Extract each line of the data below that contains the word "small".

[begin SUPPLIED INFORMATION]

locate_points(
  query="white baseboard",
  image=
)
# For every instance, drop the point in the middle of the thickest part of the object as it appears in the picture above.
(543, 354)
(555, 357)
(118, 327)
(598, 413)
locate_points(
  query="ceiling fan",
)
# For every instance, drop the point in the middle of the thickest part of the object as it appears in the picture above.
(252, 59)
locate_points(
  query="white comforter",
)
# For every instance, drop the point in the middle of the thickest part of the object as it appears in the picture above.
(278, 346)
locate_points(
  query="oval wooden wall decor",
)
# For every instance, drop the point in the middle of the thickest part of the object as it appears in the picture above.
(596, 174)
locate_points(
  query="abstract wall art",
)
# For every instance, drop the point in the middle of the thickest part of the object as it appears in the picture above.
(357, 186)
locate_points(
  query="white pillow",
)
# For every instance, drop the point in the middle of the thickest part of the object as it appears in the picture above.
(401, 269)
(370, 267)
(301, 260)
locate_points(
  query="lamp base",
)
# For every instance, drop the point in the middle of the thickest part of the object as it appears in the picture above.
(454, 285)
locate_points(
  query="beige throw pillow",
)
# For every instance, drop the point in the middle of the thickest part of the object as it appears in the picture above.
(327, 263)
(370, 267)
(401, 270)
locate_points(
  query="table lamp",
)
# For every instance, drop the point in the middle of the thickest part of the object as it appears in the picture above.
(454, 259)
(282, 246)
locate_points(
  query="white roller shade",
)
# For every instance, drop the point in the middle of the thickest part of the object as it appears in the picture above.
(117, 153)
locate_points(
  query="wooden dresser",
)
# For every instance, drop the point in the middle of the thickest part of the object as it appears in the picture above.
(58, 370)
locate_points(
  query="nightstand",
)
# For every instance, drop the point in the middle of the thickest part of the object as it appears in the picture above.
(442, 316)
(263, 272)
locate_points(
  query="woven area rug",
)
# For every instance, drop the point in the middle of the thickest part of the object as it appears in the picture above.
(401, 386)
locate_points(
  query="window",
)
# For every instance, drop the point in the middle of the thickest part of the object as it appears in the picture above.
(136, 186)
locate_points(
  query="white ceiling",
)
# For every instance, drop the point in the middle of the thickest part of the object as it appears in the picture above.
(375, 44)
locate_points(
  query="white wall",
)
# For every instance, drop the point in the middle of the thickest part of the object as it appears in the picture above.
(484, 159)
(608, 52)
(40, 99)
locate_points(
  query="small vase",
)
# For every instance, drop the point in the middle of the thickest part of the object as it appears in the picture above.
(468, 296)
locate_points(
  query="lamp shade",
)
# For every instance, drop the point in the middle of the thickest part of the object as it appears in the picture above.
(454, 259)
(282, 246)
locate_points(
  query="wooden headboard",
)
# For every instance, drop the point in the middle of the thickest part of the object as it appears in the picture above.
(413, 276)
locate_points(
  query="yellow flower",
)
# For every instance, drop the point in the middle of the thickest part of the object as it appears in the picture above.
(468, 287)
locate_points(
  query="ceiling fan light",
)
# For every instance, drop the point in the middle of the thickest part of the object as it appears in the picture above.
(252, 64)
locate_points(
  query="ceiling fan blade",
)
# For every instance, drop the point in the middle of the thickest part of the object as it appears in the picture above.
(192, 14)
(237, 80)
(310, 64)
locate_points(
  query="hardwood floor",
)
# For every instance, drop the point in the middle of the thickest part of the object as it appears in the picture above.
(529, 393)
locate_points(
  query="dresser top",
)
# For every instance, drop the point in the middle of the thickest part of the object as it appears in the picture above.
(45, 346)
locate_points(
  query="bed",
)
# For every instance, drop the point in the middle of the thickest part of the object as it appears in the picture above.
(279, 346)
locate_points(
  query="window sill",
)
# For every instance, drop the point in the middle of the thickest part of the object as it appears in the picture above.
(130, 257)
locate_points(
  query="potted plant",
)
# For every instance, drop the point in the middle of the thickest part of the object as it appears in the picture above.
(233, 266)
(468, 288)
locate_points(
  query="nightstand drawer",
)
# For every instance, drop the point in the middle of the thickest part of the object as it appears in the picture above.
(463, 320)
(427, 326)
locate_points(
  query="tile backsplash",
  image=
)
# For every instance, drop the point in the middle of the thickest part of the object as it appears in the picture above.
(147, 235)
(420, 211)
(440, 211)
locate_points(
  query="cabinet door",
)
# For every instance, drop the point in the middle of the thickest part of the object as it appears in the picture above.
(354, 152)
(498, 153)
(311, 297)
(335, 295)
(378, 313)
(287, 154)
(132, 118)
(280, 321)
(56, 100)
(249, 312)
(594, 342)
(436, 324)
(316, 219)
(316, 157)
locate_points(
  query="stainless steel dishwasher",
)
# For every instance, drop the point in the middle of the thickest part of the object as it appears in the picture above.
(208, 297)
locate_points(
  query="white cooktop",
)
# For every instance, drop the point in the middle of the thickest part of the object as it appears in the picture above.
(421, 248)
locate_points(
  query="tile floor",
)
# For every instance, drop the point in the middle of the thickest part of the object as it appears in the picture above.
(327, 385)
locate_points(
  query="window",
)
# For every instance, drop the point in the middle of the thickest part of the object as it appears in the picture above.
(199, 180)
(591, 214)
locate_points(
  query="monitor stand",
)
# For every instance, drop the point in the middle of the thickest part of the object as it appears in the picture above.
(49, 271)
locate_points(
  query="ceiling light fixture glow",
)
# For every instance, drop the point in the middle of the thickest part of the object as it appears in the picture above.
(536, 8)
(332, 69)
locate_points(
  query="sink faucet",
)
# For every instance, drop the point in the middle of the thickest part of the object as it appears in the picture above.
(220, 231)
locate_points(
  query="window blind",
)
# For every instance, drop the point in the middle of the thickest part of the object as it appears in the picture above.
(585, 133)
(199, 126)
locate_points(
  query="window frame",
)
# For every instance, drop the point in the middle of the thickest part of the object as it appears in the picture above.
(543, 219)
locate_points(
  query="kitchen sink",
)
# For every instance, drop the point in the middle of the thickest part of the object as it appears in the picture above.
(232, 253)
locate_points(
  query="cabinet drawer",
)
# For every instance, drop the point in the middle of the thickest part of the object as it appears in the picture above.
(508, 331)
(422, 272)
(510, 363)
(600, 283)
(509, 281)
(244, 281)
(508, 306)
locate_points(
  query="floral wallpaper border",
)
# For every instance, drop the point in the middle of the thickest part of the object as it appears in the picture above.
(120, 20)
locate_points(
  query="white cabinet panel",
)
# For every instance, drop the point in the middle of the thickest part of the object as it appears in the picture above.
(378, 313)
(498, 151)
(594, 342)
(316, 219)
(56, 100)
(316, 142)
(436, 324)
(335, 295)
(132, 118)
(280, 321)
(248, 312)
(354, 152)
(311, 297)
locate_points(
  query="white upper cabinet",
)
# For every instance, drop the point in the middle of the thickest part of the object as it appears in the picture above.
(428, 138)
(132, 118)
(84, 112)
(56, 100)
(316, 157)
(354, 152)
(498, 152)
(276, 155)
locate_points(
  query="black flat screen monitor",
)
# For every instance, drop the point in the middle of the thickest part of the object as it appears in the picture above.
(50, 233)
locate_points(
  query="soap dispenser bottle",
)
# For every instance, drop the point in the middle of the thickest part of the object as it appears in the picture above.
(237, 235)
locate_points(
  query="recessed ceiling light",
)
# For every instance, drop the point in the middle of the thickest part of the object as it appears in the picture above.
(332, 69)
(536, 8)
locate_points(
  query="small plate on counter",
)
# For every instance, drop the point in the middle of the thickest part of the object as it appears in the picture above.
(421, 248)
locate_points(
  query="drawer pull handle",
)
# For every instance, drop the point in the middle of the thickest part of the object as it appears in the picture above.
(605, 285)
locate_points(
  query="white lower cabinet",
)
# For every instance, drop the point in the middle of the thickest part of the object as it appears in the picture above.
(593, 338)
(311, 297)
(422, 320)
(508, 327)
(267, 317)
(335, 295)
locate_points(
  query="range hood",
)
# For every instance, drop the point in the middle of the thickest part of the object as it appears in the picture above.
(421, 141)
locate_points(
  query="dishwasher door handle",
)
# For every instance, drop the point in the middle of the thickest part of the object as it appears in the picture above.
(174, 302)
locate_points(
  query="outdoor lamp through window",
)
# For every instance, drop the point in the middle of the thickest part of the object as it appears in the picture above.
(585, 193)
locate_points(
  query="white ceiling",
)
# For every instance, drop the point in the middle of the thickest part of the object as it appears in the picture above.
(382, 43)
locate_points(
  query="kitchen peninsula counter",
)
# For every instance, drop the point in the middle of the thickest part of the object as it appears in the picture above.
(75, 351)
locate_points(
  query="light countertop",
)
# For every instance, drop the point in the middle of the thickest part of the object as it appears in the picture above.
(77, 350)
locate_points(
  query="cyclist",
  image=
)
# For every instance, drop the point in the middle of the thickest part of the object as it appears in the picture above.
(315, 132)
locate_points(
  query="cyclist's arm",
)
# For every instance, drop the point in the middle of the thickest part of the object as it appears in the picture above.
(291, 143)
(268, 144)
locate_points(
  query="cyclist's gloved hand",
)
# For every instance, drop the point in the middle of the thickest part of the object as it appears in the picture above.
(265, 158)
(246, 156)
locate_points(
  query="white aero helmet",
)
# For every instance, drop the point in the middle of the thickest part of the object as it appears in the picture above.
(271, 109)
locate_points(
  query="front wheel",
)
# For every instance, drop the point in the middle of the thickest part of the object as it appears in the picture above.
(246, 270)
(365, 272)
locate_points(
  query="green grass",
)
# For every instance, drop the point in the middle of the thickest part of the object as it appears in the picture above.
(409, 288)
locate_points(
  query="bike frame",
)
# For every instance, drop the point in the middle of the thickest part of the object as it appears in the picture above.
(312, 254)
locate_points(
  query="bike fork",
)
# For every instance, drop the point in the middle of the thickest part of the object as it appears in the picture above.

[end SUPPLIED INFORMATION]

• [FULL ANSWER]:
  query="small vase",
  query="small plate on counter",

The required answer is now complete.